Each entry is to be retyped exactly as it stands.

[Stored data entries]
------------
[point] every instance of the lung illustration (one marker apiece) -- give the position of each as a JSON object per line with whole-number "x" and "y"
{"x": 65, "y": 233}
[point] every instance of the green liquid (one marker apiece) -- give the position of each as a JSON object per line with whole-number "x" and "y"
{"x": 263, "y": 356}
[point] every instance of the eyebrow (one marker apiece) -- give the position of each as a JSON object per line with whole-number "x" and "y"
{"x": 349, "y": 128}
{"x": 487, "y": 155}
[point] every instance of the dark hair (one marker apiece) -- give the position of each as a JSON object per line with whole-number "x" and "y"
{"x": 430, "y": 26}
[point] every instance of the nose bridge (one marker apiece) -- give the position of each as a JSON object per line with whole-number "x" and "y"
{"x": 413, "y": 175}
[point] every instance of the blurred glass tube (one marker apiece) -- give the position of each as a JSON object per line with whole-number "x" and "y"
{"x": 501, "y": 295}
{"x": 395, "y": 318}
------------
Written solution:
[point] every instance of the lung illustration (one marker apiece) -- give the position of each as a JSON object per line with whole-number "x" and "y"
{"x": 65, "y": 233}
[point] every instance of the green liquid (one marker apiece) -- give the position of each as a JSON object per line with whole-number "x" and "y"
{"x": 263, "y": 356}
[point] every instance of the eyebrow (one marker apiece) -- give the position of each as a JSON object per line with whole-number "x" and "y"
{"x": 349, "y": 128}
{"x": 487, "y": 155}
[point] every instance of the dark hair (one marker apiece) -- give the position of each as a JSON object per line with whole-number "x" and "y"
{"x": 430, "y": 26}
[point] every instance of the nose bridge (one marker apiece) -- give the position of each as a JSON object per line with whole-number "x" and "y"
{"x": 413, "y": 175}
[point] every instance of the blurred glass tube (one marker apiece) -- give the position of each as a JSON object per line with whole-number "x" and "y"
{"x": 501, "y": 295}
{"x": 395, "y": 318}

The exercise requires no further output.